───── EXTRACTED MATERIAL ─────

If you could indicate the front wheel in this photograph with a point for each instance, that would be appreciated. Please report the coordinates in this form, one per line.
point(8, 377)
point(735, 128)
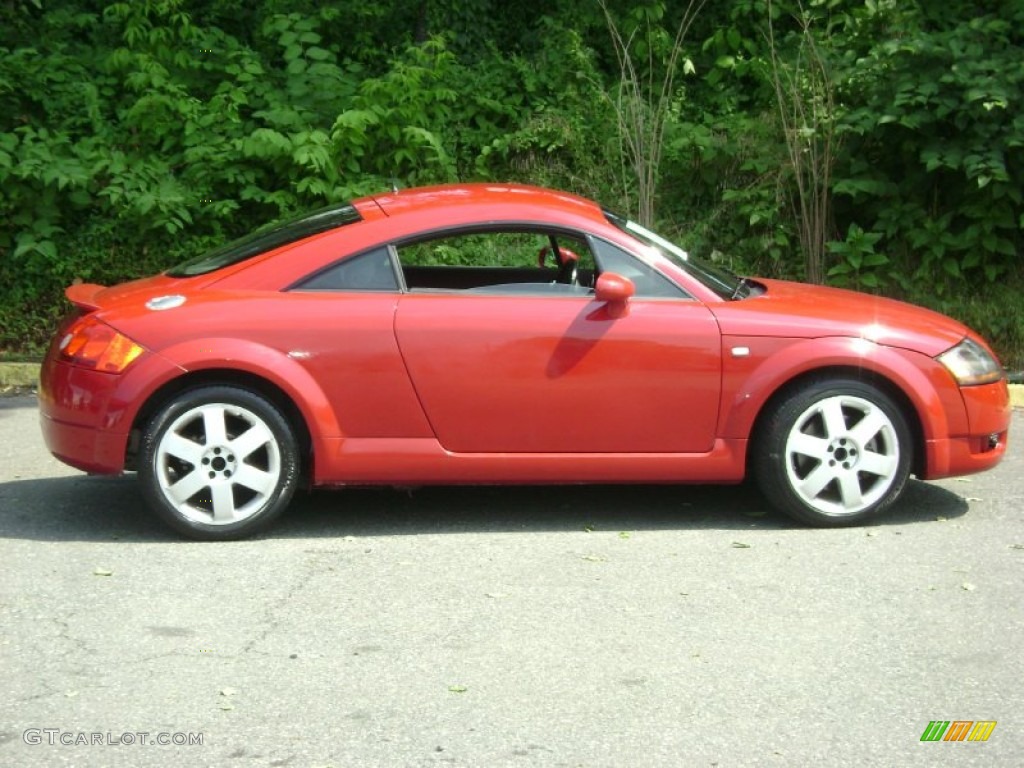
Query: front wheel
point(218, 463)
point(834, 453)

─────

• PROBLEM DESCRIPTION:
Restate the entries above word for word, keeping pictures out of the copy.

• WRITTEN ANSWER:
If you could indicate the front wheel in this photograph with a point for each instance, that would be appreciated. Please report the coordinates in this form, one per line.
point(8, 377)
point(735, 128)
Query: front wheel
point(218, 463)
point(834, 453)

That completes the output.